• [Your goal]: Reproduce all of the data exactly as written.
Segment Open
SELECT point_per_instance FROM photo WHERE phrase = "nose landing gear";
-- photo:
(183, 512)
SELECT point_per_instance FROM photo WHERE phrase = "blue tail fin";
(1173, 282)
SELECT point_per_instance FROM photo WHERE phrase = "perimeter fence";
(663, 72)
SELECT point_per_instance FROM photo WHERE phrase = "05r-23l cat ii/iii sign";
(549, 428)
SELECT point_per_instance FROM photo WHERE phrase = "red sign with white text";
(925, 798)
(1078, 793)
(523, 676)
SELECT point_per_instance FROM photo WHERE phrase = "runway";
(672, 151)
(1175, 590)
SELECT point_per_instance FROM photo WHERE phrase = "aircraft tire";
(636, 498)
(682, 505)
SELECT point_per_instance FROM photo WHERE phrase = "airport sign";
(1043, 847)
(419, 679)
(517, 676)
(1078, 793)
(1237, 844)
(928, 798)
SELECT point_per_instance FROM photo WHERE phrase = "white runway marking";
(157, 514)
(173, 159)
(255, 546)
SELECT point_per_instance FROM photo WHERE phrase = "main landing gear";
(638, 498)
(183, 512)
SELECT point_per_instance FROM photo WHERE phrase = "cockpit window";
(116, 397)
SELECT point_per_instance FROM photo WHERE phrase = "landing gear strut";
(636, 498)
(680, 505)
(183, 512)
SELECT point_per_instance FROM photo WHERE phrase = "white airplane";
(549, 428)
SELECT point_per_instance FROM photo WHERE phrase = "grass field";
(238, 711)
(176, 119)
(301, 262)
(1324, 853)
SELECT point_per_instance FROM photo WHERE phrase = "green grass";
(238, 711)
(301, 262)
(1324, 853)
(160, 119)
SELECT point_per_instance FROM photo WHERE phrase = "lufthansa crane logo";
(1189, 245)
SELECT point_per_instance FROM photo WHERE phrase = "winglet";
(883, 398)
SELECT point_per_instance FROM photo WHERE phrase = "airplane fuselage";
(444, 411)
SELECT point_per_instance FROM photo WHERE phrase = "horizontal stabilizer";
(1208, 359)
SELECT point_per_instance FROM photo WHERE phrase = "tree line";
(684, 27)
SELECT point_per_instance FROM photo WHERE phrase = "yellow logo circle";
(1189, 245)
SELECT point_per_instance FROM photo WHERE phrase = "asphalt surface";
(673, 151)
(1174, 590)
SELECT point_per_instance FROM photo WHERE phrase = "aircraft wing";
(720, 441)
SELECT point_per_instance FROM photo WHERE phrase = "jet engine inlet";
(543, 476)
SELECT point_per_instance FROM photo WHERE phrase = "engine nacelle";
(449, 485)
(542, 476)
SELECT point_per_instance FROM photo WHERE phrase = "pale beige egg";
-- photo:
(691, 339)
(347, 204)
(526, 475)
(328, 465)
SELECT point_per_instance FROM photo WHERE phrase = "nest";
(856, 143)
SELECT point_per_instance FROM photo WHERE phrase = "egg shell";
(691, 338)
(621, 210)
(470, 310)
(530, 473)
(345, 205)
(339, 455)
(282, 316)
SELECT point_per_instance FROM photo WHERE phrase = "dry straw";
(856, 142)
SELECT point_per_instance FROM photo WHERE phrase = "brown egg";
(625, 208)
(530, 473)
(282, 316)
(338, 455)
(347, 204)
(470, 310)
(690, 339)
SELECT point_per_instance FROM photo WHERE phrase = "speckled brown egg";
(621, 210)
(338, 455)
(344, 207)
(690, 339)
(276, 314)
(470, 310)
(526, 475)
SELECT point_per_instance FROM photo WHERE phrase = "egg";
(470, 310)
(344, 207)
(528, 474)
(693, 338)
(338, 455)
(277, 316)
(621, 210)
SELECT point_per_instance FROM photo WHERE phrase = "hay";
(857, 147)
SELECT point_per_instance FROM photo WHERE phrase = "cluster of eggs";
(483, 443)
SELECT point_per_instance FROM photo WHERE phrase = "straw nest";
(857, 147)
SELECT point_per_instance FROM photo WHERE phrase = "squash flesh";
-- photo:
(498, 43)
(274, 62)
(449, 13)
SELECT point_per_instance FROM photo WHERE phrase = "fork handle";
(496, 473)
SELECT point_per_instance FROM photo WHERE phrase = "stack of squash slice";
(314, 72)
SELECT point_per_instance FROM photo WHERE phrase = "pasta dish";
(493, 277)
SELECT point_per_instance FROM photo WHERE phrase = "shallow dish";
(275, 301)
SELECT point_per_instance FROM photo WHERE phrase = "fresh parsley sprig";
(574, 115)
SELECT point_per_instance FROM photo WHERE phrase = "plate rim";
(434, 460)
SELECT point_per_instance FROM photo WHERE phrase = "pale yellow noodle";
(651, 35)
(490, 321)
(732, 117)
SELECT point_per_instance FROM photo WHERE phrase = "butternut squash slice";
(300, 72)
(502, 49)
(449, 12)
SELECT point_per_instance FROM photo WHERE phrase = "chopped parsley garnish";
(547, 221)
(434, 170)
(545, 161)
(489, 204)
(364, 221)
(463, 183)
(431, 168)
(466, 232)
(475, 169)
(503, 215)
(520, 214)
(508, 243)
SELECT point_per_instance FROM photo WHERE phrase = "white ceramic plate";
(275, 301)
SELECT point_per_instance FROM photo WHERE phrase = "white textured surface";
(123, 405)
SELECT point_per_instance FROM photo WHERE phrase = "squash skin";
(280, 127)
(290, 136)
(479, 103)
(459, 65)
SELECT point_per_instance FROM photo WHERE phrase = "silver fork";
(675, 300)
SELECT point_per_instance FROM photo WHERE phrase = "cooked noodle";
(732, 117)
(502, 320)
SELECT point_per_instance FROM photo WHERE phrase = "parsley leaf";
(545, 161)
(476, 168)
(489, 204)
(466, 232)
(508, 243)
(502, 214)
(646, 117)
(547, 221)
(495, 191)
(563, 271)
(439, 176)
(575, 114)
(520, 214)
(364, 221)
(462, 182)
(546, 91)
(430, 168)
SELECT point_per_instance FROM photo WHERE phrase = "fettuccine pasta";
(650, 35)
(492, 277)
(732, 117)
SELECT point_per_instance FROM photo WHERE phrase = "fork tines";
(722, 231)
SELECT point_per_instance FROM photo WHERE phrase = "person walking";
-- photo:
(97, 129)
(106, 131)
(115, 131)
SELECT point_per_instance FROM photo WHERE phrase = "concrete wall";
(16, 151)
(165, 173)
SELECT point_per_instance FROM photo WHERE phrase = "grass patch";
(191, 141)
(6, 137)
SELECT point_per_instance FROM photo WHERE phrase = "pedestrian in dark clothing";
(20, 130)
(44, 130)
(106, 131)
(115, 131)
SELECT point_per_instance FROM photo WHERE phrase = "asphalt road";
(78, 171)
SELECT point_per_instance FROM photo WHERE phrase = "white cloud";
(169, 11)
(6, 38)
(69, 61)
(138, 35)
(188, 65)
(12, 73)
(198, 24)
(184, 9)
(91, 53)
Segment Closed
• [Output for this exercise]:
SELECT point_per_instance FROM photo WHERE phrase = "nose landing gear";
-- photo:
(183, 512)
SELECT point_per_instance FROM photo WHERE phrase = "blue tail fin";
(1173, 282)
SELECT point_per_instance FROM photo WHERE phrase = "perimeter fence";
(663, 72)
SELECT point_per_instance FROM photo WHERE phrase = "05r-23l cat ii/iii sign";
(549, 428)
SELECT point_per_instance FROM photo WHERE phrase = "red sign with white text";
(925, 798)
(1078, 793)
(523, 676)
SELECT point_per_instance FROM photo WHERE phrase = "runway";
(672, 151)
(1175, 590)
SELECT point_per_instance FROM photo WHERE phrase = "aircraft tire";
(636, 498)
(682, 505)
SELECT point_per_instance FROM photo WHERE phrase = "airport sign";
(1043, 847)
(419, 679)
(517, 676)
(1078, 793)
(1237, 844)
(928, 798)
SELECT point_per_instance FROM photo WHERE phrase = "white runway marking";
(157, 514)
(173, 159)
(255, 546)
SELECT point_per_instance FROM photo WHERE phrase = "main landing gear";
(638, 498)
(183, 512)
SELECT point_per_instance FROM photo WHERE phrase = "cockpit window";
(116, 397)
SELECT point_per_instance FROM photo WHERE phrase = "landing gear strut";
(636, 498)
(680, 505)
(183, 512)
SELECT point_per_instance FROM photo WHERE phrase = "white airplane";
(549, 428)
SELECT point_per_instance FROM photo WHERE phrase = "grass field";
(238, 711)
(176, 119)
(301, 262)
(1324, 853)
SELECT point_per_instance FROM photo WHERE phrase = "green grass";
(238, 711)
(301, 262)
(1324, 853)
(160, 119)
SELECT point_per_instance FROM photo WHERE phrase = "lufthansa crane logo";
(1189, 245)
SELECT point_per_instance FROM photo WHERE phrase = "winglet";
(883, 398)
SELECT point_per_instance FROM photo WHERE phrase = "airplane fuselage";
(444, 411)
SELECT point_per_instance FROM photo WHERE phrase = "horizontal stabilizer";
(1208, 359)
SELECT point_per_instance FROM photo WHERE phrase = "tree line";
(684, 27)
SELECT point_per_instance FROM photo WHERE phrase = "yellow logo circle";
(1189, 245)
SELECT point_per_instance FROM photo WHERE phrase = "asphalt surface";
(673, 151)
(1174, 590)
SELECT point_per_instance FROM photo WHERE phrase = "aircraft wing";
(720, 441)
SELECT point_per_instance FROM photo WHERE phrase = "jet engine inlet";
(543, 476)
SELECT point_per_instance FROM photo WHERE phrase = "engine nacelle";
(449, 485)
(542, 476)
SELECT point_per_instance FROM photo WHERE phrase = "pale beige egg";
-- photo:
(691, 339)
(347, 204)
(526, 475)
(328, 465)
SELECT point_per_instance FROM photo WHERE phrase = "nest";
(856, 143)
SELECT point_per_instance FROM photo WHERE phrase = "egg shell";
(691, 338)
(621, 210)
(470, 310)
(530, 473)
(345, 205)
(339, 455)
(282, 316)
SELECT point_per_instance FROM photo WHERE phrase = "dry straw";
(856, 142)
SELECT point_per_instance FROM photo WHERE phrase = "brown egg";
(625, 208)
(530, 473)
(282, 316)
(338, 455)
(347, 204)
(470, 310)
(690, 339)
SELECT point_per_instance FROM photo WHERE phrase = "speckled brown egg";
(621, 210)
(338, 455)
(344, 207)
(690, 339)
(276, 314)
(470, 310)
(526, 475)
SELECT point_per_instance FROM photo WHERE phrase = "egg";
(470, 310)
(344, 207)
(528, 474)
(693, 338)
(338, 455)
(277, 316)
(621, 210)
SELECT point_per_instance FROM photo WHERE phrase = "hay";
(857, 147)
SELECT point_per_instance FROM photo WHERE phrase = "cluster of eggs";
(483, 443)
SELECT point_per_instance FROM photo WHERE phrase = "straw nest";
(857, 147)
SELECT point_per_instance FROM photo WHERE phrase = "squash flesh";
-- photo:
(498, 43)
(274, 62)
(449, 13)
SELECT point_per_instance FROM photo WHERE phrase = "fork handle";
(496, 473)
SELECT point_per_instance FROM photo WHERE phrase = "stack of squash slice";
(314, 72)
SELECT point_per_instance FROM photo WHERE phrase = "pasta dish";
(493, 277)
SELECT point_per_instance FROM photo WHERE phrase = "shallow dish";
(275, 301)
SELECT point_per_instance FROM photo WHERE phrase = "fresh parsley sprig";
(574, 115)
SELECT point_per_instance FROM photo WHERE phrase = "plate rim";
(434, 460)
SELECT point_per_instance FROM photo WHERE phrase = "pale yellow noodle";
(651, 35)
(490, 321)
(732, 117)
SELECT point_per_instance FROM photo WHERE phrase = "butternut squash slice";
(300, 72)
(502, 49)
(449, 12)
SELECT point_per_instance FROM photo WHERE phrase = "chopped parsley garnish";
(547, 221)
(434, 170)
(545, 161)
(489, 204)
(364, 221)
(463, 183)
(431, 168)
(466, 232)
(475, 169)
(503, 215)
(520, 214)
(508, 243)
SELECT point_per_instance FROM photo WHERE phrase = "white ceramic plate";
(275, 301)
SELECT point_per_instance FROM photo WHERE phrase = "white textured surface";
(123, 405)
SELECT point_per_instance FROM photo WHERE phrase = "squash skin";
(280, 127)
(290, 136)
(479, 103)
(459, 65)
SELECT point_per_instance FROM photo WHERE phrase = "silver fork";
(675, 300)
SELECT point_per_instance FROM photo WHERE phrase = "cooked noodle";
(732, 117)
(502, 320)
SELECT point_per_instance FROM photo WHERE phrase = "parsley leaf";
(545, 161)
(476, 168)
(489, 204)
(466, 232)
(508, 243)
(502, 214)
(646, 117)
(547, 221)
(495, 191)
(563, 271)
(439, 176)
(575, 114)
(520, 214)
(364, 221)
(462, 182)
(546, 91)
(430, 168)
SELECT point_per_instance FROM photo WHERE phrase = "fettuccine pasta";
(650, 35)
(492, 277)
(732, 117)
SELECT point_per_instance FROM photo WHERE phrase = "fork tines";
(722, 231)
SELECT point_per_instance FROM photo WHERE phrase = "person walking";
-- photo:
(97, 129)
(106, 131)
(115, 131)
SELECT point_per_instance FROM photo WHERE phrase = "concrete wall";
(16, 151)
(165, 173)
SELECT point_per_instance FROM photo WHERE phrase = "grass patch";
(191, 141)
(6, 137)
SELECT point_per_instance FROM photo WHERE phrase = "pedestrian in dark clothing";
(20, 130)
(44, 130)
(106, 131)
(115, 131)
SELECT point_per_instance FROM photo WHERE phrase = "asphalt road";
(78, 171)
SELECT point_per_instance FROM photo WHERE phrase = "white cloud";
(169, 11)
(6, 38)
(69, 61)
(138, 35)
(188, 65)
(12, 73)
(198, 24)
(184, 9)
(91, 53)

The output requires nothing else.